- [PROBLEMA] Reescreva em forma de lista o parágrafo do texto sobre peixes e cavernas que começa com "O meio subterrâneo, do qual fazem parte as cavernas", conservando seus fatos principais.

- [TRECHO FORNECIDO]
------

PEIXES & CAVERNAS

 


Eleonora Trajano 

                                                                                                                                                          (HABITAT 72  - NOVEMBRO 2002)

 


Encantado












Poço Encantado, na Chapada Diamantina (BA), onde foi encontrado um gênero novo de bagre troglóbio
(ver foto abaixo). Foto: Ricardo M. Correia.



Bagre_Diamantina


















 Novo gênero de bagre (Heptapterinae) cego descoberto no Poço Encantado (BA). Foto: Marcelo Notare.



O meio subterrâneo, do qual fazem parte as cavernas, apresenta particularidades notáveis: ausência total de luz, determinando a inexistência de plantas clorofiladas e a impossibilidade do uso da visão, e tendência a estabilidade ambiental. Grande parte do alimento é importada da superfície, carreada pela água ou por animais que penetram no meio subterrâneo, geralmente configurando-se uma situação de escassez alimentar.

 

Organismos capazes de viver em tais condições colonizam o habitat hipógeo e, uma vez isolados da superfície (meio epígeo) por algum evento geológico ou climático, podem se especializar a ponto de se tornarem incapazes de retornar à vida epígea de seus ancestrais. Tais organismos são chamados troglóbios ou cavernícolas obrigatórios. Dentre as várias modificações morfológicas, fisiológicas e comportamentais que apresentam, destacam-se a redução da pigmentação melânica e dos órgãos visuais. Nas cavernas, encontram-se espécies normais, que não passaram por aquele isolamento (troglófilos, que podem completar o ciclo de vida tanto nas cavernas como no meio epígeo, e trogloxenos, que devem sair periodicamente para completar esse ciclo), ao lado de troglóbios em diferentes estágios de perda dos olhos e da pigmentação.

 

A maioria dos cavernícolas pertence a grupos que já vivem no meio epígeo em situações similares às observadas nas cavernas: animais com atividade noturna, hábitos criptobióticos e dieta não especializada. Entre os peixes, grupos como os Siluriformes, predominantemente noturnos e quimio-orientados, são bons cavernícolas em potencial, e incluem populações troglóbias em vários continentes. Isto não significa que peixes como os Characiformes, mais diurnos e visualmente orientados, não possam se tornar cavernícolas, apenas que a possibilidade é menor, uma vez que implicaria em mudanças maiores nos seus hábitos de vida.

------

- [DADOS EXTRAÍDOS]
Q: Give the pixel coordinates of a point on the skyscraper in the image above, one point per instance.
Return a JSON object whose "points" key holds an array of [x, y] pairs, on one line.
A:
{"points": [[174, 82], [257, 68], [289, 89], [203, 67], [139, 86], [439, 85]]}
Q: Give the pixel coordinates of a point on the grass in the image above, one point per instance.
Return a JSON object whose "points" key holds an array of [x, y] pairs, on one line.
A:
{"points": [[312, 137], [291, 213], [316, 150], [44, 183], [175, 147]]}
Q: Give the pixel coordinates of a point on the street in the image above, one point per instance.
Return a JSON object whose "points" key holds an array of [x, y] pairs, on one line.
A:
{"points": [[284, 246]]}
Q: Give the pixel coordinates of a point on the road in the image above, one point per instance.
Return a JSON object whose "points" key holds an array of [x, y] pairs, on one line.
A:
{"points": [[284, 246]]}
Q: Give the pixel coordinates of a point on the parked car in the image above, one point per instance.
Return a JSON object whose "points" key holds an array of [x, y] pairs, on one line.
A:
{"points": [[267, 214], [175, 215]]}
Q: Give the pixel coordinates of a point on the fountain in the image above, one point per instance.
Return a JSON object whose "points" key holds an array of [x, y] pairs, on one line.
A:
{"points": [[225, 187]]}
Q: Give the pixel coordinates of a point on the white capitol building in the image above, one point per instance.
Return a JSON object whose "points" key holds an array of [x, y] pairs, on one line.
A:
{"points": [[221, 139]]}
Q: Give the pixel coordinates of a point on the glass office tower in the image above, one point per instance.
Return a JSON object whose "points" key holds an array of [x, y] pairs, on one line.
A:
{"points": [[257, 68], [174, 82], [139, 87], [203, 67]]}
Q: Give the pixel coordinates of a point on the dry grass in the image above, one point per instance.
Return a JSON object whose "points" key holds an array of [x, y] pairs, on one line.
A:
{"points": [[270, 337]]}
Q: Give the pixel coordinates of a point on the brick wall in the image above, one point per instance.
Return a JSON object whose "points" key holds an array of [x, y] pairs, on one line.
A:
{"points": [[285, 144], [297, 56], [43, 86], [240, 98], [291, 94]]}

------

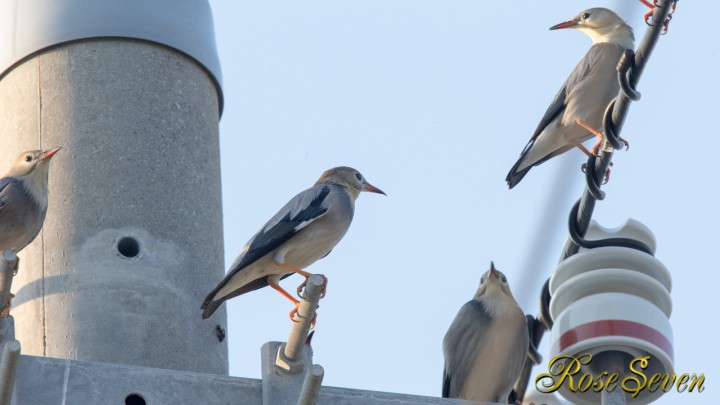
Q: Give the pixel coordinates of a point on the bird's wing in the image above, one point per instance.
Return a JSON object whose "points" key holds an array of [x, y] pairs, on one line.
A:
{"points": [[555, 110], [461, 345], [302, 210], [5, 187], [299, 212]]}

------

- [SUA SOLUÇÃO]
- O meio subterrâneo, que inclui as cavernas, tem ausência total de luz.
- Sem luz, não há plantas clorofiladas e não é possível usar a visão.
- O ambiente tende à estabilidade.
- Grande parte do alimento vem da superfície, trazida pela água ou por animais que entram no meio subterrâneo.
- Geralmente há escassez de alimento.